───── Records for processing ─────

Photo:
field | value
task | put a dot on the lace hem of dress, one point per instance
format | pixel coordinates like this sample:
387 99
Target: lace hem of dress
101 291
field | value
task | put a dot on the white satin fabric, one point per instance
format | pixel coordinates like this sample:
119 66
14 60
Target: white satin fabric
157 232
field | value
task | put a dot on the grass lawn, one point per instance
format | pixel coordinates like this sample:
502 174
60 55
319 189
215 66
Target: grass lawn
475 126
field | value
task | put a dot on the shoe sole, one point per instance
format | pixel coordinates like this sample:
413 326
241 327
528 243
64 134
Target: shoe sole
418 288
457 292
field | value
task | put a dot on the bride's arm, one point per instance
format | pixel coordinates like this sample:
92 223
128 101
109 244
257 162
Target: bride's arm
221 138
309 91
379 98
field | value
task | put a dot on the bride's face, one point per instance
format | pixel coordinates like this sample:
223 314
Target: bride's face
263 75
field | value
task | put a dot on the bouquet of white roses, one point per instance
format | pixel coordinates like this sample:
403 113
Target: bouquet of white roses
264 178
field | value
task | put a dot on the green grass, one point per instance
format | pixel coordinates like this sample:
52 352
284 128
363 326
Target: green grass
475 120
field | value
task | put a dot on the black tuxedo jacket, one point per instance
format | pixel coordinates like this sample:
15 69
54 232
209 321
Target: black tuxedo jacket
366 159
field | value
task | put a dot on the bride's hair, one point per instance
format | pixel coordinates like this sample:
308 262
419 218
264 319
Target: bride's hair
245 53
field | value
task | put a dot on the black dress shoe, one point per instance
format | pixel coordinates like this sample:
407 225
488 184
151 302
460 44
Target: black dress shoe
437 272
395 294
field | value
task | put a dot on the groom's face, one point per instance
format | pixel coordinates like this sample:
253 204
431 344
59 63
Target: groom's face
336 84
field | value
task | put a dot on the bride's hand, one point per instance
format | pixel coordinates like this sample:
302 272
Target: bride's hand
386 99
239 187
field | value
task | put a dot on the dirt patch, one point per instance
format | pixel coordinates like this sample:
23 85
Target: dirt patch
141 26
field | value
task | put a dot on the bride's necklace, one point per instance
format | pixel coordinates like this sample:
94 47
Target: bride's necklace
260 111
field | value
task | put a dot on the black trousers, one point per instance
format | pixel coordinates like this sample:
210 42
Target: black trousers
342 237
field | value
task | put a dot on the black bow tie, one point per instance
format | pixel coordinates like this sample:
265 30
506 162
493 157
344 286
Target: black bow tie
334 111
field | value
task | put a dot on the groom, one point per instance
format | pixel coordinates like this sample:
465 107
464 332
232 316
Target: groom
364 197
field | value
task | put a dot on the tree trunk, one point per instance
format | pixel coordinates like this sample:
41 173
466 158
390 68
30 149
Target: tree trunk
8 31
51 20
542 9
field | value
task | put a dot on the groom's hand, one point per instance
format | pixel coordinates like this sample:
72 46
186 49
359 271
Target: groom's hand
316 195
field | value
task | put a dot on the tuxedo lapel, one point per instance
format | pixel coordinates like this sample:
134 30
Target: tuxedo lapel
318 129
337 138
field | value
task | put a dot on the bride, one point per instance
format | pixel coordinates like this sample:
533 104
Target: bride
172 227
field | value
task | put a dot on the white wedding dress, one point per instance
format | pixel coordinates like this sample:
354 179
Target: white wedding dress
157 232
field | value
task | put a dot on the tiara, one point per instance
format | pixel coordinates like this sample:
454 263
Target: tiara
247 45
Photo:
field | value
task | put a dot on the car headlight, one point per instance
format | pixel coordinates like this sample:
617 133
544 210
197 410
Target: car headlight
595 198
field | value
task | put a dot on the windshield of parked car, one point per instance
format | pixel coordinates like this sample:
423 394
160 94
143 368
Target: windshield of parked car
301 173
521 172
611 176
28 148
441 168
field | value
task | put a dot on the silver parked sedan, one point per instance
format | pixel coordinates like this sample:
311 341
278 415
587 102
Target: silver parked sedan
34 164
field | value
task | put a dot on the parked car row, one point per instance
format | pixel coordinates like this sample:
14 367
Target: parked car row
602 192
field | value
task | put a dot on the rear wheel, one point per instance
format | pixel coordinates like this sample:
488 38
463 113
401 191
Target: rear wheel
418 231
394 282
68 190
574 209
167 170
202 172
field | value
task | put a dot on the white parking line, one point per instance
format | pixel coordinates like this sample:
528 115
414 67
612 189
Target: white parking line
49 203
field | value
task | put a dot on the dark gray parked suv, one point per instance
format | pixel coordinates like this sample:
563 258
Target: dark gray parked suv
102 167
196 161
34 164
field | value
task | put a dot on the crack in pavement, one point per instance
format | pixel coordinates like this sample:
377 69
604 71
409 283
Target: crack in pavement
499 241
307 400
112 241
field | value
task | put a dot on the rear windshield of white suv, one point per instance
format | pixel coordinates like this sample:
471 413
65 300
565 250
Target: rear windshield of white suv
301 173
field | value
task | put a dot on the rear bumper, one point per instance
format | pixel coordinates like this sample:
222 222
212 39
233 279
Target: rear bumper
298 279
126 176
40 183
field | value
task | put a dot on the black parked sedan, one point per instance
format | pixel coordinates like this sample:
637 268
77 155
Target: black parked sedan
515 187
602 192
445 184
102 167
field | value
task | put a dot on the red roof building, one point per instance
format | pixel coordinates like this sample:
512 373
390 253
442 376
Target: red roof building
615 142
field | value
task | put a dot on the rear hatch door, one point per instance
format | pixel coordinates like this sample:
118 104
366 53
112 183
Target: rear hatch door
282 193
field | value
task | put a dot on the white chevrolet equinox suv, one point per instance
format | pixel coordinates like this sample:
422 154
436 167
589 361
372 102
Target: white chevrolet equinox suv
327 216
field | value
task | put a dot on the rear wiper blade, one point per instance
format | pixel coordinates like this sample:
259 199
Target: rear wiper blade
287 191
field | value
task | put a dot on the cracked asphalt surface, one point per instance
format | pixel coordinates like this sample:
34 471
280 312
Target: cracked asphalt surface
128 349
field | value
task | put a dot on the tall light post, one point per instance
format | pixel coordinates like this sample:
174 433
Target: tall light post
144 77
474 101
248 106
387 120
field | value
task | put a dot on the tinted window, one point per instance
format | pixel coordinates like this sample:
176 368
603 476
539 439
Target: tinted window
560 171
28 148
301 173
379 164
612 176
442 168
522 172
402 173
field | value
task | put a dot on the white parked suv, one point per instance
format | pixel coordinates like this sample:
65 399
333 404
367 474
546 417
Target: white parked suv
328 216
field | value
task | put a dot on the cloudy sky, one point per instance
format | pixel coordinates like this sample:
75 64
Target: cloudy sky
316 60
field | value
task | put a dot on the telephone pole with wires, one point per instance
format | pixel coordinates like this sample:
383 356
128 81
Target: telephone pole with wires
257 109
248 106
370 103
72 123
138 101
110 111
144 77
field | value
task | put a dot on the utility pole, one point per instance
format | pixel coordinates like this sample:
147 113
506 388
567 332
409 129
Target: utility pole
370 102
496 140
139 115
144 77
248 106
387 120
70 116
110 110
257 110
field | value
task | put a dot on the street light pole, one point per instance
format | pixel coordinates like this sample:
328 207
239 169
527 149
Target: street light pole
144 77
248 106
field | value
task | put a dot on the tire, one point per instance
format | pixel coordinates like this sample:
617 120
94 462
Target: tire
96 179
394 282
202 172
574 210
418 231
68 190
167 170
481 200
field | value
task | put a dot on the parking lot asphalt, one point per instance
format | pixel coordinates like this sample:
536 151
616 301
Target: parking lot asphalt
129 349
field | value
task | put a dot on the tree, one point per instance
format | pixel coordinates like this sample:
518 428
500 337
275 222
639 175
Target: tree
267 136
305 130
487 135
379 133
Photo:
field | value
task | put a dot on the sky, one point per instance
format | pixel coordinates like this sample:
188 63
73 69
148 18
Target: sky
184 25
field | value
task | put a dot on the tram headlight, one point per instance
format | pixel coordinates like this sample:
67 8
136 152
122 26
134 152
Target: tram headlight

─────

Show every line of the rows above that contains the word "street".

**Full response**.
task | put a dot on the street light pole, one point per instance
Target: street light pole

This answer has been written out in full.